» Quoted text
There are a few thousand sales points for Prada fragrances worldwide.
“Next year we will have very important launches in Prada, which for sure will take the brand further,” he said.
The two companies’ tie-up dates back to May 2003, when Prada Holding NV and Puig inked a 50-50 joint venture for the management of the Italian fashion company’s fragrance and skin-care business globally.
At the time, a priority was to organize Prada’s existing beauty and product makeup line into three main divisions: “multidose” items, mainly for basic skin care; “monodose” products, for specific treatments, and “minidose” units for color.
Other plans included a first fragrance for Prada, slated for a 2004 launch and to increase the brand’s product distribution substantially from its count of some 100 doors to 1,500 ultimately.
Then it was estimated the Prada beauty brand generated $10 million in wholesale revenues, according to industry sources.
Prada first entered the beauty business in September 2000, with the launch of Prada skin care. Its strategy broke all codes of traditional beauty brands, which typically hit the market with a fragrance. Instead, Prada dove straight in with treatment — and treatment not in jars or tubes, but in tiny unidose containers. Next up was color in the form of lip balms, rather than lipsticks.
But that strategy proved to be complicated for consumers, and the line was discontinued less than a decade after its introduction.
Puig has been on the acquisition trail of late. In mid-June, it snapped up Dries Van Noten, adding fuel to the speculation about the longevity of the Prada fragrance and beauty license.

» Required task a
In the text on Prada's fragrance and beauty business, when did Prada first enter the beauty business?

(Excerpts from point annotation data)
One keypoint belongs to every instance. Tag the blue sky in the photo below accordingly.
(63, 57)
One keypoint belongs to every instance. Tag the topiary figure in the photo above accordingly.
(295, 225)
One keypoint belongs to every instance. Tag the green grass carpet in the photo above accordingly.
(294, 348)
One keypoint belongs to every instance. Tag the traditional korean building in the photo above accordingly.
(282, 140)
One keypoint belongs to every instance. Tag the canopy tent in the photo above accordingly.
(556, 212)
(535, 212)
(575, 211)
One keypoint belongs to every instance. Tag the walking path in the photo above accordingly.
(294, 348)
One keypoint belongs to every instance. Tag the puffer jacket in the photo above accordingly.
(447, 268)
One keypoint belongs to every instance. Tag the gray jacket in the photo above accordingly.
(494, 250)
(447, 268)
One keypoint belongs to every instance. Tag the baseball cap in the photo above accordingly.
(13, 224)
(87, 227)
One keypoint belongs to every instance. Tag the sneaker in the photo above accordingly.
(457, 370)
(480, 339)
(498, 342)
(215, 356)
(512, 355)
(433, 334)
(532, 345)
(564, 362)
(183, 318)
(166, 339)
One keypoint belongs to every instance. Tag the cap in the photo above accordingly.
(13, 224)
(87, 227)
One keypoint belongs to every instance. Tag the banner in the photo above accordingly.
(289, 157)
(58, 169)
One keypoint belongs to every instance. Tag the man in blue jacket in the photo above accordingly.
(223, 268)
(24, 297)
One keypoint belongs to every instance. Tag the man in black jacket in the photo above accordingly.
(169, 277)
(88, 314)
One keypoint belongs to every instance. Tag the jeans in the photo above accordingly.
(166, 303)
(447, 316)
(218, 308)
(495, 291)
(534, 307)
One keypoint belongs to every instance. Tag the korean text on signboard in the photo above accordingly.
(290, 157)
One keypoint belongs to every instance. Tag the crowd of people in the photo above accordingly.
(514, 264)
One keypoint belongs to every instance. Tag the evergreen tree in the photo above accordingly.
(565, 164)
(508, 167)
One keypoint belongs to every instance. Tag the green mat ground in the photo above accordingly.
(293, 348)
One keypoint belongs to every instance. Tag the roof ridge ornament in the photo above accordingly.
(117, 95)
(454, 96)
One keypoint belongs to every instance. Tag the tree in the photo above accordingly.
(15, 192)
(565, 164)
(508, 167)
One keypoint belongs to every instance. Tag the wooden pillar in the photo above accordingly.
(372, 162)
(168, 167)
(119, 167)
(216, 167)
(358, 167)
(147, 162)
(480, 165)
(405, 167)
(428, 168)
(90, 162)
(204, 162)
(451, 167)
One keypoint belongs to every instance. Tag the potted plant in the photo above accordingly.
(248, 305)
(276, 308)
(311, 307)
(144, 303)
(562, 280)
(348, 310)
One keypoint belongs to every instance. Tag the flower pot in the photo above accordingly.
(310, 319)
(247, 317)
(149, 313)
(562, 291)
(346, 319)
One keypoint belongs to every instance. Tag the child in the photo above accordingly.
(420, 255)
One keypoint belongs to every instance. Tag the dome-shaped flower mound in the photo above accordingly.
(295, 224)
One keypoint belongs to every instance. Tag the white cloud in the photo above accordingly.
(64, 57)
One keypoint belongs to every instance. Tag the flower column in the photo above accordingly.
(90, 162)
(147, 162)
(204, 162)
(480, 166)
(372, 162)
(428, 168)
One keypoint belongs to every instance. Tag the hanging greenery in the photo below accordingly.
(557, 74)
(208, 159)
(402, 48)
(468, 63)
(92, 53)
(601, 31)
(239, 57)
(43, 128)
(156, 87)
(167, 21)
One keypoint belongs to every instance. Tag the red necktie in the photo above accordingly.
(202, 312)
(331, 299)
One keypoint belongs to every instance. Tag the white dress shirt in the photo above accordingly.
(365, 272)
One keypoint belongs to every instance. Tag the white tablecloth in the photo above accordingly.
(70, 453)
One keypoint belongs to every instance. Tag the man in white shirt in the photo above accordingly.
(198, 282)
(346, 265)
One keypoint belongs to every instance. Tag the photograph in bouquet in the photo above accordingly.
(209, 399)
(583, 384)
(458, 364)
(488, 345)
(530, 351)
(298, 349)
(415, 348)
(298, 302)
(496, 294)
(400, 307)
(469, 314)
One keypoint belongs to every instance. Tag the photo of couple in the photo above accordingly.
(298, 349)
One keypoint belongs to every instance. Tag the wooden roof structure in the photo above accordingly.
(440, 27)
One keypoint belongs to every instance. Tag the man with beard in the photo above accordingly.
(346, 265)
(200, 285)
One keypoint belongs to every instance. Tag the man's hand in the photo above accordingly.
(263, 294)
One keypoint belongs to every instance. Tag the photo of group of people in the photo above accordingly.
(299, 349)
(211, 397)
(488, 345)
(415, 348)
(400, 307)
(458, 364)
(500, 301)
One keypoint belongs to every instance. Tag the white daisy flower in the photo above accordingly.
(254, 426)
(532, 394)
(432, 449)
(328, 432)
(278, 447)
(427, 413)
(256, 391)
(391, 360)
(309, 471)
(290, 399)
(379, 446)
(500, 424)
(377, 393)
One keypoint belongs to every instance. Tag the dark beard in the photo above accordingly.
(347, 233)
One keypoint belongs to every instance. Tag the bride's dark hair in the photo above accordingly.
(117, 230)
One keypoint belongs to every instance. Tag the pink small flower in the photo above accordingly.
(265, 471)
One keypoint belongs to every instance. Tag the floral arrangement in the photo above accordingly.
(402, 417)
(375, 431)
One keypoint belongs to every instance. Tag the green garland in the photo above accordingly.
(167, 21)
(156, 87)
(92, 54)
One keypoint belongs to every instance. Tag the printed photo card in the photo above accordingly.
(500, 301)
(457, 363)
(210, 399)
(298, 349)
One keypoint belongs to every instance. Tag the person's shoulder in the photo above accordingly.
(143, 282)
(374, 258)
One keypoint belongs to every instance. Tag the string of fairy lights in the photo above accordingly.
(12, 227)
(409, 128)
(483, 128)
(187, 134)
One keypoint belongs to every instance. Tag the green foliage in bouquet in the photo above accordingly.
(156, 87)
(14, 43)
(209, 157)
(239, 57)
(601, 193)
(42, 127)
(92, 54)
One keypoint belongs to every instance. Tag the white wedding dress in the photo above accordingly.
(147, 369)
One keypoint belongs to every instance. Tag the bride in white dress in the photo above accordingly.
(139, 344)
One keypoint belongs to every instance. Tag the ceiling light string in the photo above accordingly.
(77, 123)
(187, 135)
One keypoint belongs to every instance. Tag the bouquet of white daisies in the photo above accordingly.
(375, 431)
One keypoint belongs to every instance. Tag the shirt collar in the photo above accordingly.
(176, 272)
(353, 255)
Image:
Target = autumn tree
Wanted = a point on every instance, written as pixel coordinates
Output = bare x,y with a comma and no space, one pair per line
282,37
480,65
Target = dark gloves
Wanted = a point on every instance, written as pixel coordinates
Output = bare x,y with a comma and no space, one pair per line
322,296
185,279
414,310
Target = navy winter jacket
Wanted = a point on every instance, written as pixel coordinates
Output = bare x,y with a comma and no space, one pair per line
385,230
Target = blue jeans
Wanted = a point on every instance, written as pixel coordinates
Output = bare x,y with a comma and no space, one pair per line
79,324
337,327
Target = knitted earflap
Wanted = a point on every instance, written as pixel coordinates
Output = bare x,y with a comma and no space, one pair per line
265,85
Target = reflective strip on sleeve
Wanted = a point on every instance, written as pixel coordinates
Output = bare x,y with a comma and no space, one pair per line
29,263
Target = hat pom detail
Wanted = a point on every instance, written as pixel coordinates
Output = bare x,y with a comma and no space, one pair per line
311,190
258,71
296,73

» Required task b
Show every line of the records above that contains the word "dark".

» Expected output a
In September 2000, with the launch of Prada skin care.

» Expected output b
One keypoint belongs to every instance. Tag the dark beard in the photo above accordingly.
One keypoint belongs to every instance. Tag the bride's dark hair in the photo above accordingly.
Target = dark gloves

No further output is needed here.